◆ What to produce
Count the lines in the records below that contain the word "every", and give only that number.

★ ★ ★ ★ ★

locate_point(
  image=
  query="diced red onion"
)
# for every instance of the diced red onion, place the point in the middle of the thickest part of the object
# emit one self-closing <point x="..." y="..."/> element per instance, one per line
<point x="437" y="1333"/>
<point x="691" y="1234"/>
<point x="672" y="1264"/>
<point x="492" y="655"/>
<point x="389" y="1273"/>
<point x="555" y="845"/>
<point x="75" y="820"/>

★ ★ ★ ★ ★

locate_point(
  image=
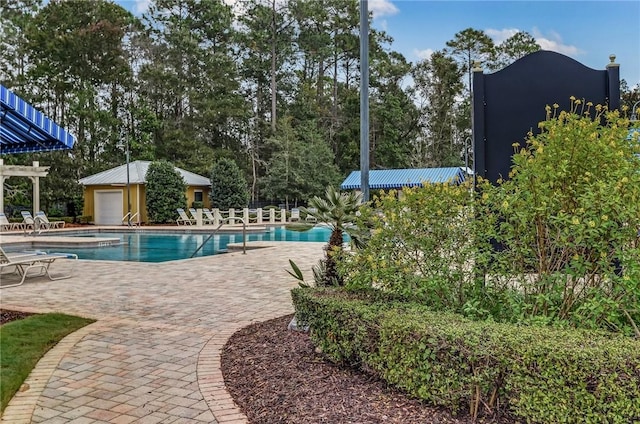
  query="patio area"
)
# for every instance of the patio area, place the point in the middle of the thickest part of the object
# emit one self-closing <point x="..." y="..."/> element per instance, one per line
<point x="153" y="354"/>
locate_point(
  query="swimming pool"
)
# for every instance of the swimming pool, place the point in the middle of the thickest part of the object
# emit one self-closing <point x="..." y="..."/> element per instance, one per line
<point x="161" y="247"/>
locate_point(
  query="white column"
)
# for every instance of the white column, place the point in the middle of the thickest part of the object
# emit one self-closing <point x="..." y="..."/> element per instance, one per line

★ ★ ★ ★ ★

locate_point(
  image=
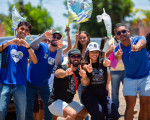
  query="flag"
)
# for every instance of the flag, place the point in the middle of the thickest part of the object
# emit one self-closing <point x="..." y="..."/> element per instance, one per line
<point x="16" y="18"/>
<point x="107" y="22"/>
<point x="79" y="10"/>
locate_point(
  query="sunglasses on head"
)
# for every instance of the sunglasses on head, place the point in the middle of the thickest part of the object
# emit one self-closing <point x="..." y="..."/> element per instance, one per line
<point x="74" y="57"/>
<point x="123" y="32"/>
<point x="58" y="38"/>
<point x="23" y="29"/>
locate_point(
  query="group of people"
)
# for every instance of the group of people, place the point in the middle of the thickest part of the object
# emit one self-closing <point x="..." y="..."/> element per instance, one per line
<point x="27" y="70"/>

★ ★ ★ ★ ★

◆ Answer for this exercise
7